Copy out the material below, changing every "Respond" to "Answer" and leaving the rest untouched.

===============

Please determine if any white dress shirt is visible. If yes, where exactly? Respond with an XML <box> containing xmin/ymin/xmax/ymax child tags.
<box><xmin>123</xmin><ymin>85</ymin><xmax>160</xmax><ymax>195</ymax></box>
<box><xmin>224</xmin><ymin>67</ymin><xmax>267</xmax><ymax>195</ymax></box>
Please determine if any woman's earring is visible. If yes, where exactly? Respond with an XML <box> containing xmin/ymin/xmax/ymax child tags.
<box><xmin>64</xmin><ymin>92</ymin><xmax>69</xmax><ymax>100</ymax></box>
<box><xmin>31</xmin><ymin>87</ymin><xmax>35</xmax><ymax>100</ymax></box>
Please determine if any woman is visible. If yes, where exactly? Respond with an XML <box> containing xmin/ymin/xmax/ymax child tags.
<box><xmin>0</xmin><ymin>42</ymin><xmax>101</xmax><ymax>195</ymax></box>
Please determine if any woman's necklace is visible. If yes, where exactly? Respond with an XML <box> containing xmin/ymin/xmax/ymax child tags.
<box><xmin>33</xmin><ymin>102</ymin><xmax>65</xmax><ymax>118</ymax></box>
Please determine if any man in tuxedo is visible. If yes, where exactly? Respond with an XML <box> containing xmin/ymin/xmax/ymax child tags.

===============

(Finished exercise):
Please determine if any white dress shirt is visible. If yes, where exactly? Answer with an XML <box> containing xmin/ymin/xmax/ymax child tags.
<box><xmin>123</xmin><ymin>85</ymin><xmax>160</xmax><ymax>195</ymax></box>
<box><xmin>224</xmin><ymin>67</ymin><xmax>267</xmax><ymax>195</ymax></box>
Please determine if any woman's earring is visible. If yes, where exactly? Answer with an XML <box> containing xmin/ymin/xmax/ymax child tags.
<box><xmin>64</xmin><ymin>92</ymin><xmax>69</xmax><ymax>100</ymax></box>
<box><xmin>31</xmin><ymin>87</ymin><xmax>35</xmax><ymax>100</ymax></box>
Please determine if any woman is visible. If yes, where exactly? Answer with an XML <box> containing xmin/ymin/xmax/ymax child tags.
<box><xmin>0</xmin><ymin>42</ymin><xmax>101</xmax><ymax>195</ymax></box>
Please determine if any woman's necklace is visible. If yes, where exactly? Answer with an XML <box> containing xmin/ymin/xmax/ymax child tags.
<box><xmin>33</xmin><ymin>102</ymin><xmax>65</xmax><ymax>118</ymax></box>
Please determine if any man in tuxedo is visible. If yes, where exactly? Answer with an XML <box> containing xmin/ymin/xmax/ymax child tags.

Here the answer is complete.